Dataset excerpts
+ + + + + + +

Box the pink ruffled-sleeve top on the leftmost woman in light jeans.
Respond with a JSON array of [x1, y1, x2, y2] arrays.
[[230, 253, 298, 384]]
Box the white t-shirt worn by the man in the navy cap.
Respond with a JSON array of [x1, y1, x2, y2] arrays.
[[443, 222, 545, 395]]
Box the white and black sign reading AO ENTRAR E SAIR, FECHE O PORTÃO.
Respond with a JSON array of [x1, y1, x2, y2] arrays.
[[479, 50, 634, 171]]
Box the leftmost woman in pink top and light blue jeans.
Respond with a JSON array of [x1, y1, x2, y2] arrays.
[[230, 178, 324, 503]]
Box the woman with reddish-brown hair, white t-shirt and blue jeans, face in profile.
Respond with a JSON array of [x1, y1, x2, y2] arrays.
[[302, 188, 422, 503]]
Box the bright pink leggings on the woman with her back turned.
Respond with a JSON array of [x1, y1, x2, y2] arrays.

+ + + + + + +

■ WHAT TO WORK ON
Would you repeat each line above exactly as it stands?

■ TASK OUTPUT
Box the pink ruffled-sleeve top on the leftmost woman in light jeans.
Respond with a JSON array of [x1, y1, x2, y2] arrays.
[[230, 253, 298, 384]]
Box the white t-shirt worn by the man in the navy cap.
Respond with a JSON array of [x1, y1, x2, y2] arrays.
[[443, 222, 545, 395]]
Box the white and black sign reading AO ENTRAR E SAIR, FECHE O PORTÃO.
Respond with a JSON array of [x1, y1, x2, y2] arrays.
[[479, 50, 634, 171]]
Box the leftmost woman in pink top and light blue jeans.
Respond with a JSON array of [x1, y1, x2, y2] arrays.
[[230, 178, 324, 503]]
Box the woman with reddish-brown hair, white t-shirt and blue jeans, face in profile.
Respond with a JSON array of [x1, y1, x2, y2] arrays.
[[302, 188, 422, 503]]
Box the bright pink leggings on the woman with her back turned.
Respond with a JSON array of [x1, y1, x2, y2] arrays.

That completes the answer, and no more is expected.